To-do list >>
(A) Repeat, word for word, the part of the pet forum thread from "My dog is only" to "my dogs brother.".
(B) Write the next part of the forum thread about pets, starting right after its final sentence.

Excerpted text >>
# My Other Pets :)



## Elliriyanna (Dec 16, 2014)

I can't believe I have been here over a year and have never introduced my dog and cat

Ryli is my shih-poo/ toy fox terrier and he is my pride and joy. I love this little boy so much and I am not at all ashamed to say that he may be a bit rotten ( in that he has so many toys, blankets and don't forget love, but not a case of little dog syndrome... usually ... but I try)


























Emma My Torti ... She is such a daddies girl.


----------



## Killerbudgie (Jan 27, 2010)

I have two cats and a dog.....had two but my fav had a seizure fell down stairs and broke her back so had to be put down. Spent allot of money on her for only 4 years....never will do that again.


----------



## Elliriyanna (Dec 16, 2014)

My dog is only going on 3, the cat is going on 5 ... I would never regret their vet bills even if they passed away early, because its allowed them to have the quality of life they deserve. In fact, Once I can I plan to adopt my dogs brother.


----------



## FaeryBee (May 9, 2011)

*Ryli has the cutest little face and such expressive eyes! 
I can tell Ryli has all the lady dogs in the neighborhood hoping he'll send them a glance when he's out for a walk. 

Emma has beautiful fur. She looks like a very big kitty and pleased as punch to have her cat-naps on "her" bed (which she sometimes allows the humans to share).

Thanks for sharing the pictures. *


----------



## chirper (Dec 29, 2014)

Nice pictures and adorable pets


----------



## Elliriyanna (Dec 16, 2014)

FaeryBee said:


> *Ryli has the cutest little face and such expressive eyes!
> I can tell Ryli has all the lady dogs in the neighborhood hoping he'll send them a glance when he's out for a walk.
> 
> Emma has beautiful fur. She looks like a very big kitty and pleased as punch to have her cat-naps on "her" bed (which she sometimes allows the humans to share).
> ...


LOL ... actually Ry has a " boyfriend" across the street ... but we dont judge lol

Emma is only a normal sized cat I think its the way she was laying. Thank you though, she is amazingly soft, and yes she is kind enough to sometimes let us share her bed.

Provided material >>
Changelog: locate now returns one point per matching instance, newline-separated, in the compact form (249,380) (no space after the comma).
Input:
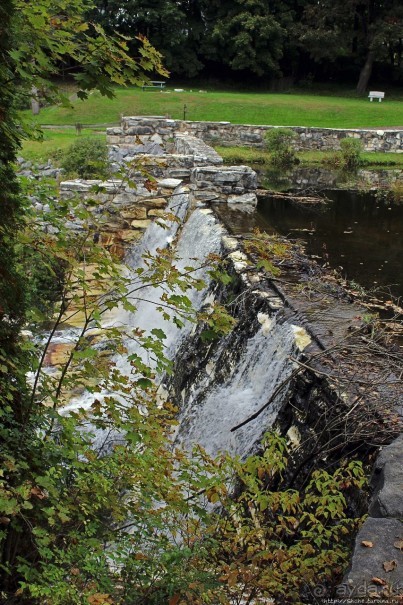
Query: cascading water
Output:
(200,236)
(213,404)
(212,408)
---
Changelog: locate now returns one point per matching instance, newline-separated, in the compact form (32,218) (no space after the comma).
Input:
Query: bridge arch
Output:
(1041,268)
==
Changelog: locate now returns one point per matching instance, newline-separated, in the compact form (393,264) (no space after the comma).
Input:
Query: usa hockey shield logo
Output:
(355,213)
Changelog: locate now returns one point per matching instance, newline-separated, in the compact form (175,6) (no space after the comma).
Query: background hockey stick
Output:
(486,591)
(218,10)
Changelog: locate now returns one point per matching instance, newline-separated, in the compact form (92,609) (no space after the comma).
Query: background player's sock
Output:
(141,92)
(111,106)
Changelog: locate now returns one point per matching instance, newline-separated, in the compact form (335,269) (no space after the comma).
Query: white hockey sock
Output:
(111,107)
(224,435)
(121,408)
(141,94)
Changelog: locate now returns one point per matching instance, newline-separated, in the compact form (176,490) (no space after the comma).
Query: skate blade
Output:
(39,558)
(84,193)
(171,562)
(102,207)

Task answers >>
(A)
My dog is only going on 3, the cat is going on 5 ... I would never regret their vet bills even if they passed away early, because its allowed them to have the quality of life they deserve. In fact, Once I can I plan to adopt my dogs brother.

(B)
I had to share these pictures from tonight, How dare I make him sleep in such an uncomfy bed LOL

( actually I have another blanket for him in the works, no more hand me downs for my little man)


----------



## aluz (Jul 24, 2011)

It's really nice to meet your furry pets, Ryli and Emma seem to be really sweet!
Thank you for sharing these pics with us!


----------



## Elliriyanna (Dec 16, 2014)

Thank you  Emma is usually sweet lol, And Ryli is my best friend. I love him more than anything. Even if they can both be a bit of a handful sometimes, I wouldn't trade it for the world.


----------



## StarlingWings (Mar 15, 2013)

Thank you for introducing us to your other darlings! Ryli and Emma are both beautiful and they have that look about them that seems to say "Yeah, we're spoiled--so what?"  

Beautiful pictures of your sweet dog and cat


----------



## Elliriyanna (Dec 16, 2014)

Ry is going to be so happy ... We are finally setting up the wii in the living room so we can cuddle and watch Netflix together.


----------



## eduardo (Jul 24, 2011)

*They are adorable *


----------



## Elliriyanna (Dec 16, 2014)

Thanks, I could easily turn this into a picture thread lol, Other than my pets the other thing I love is photography, even if I am still learning the basics.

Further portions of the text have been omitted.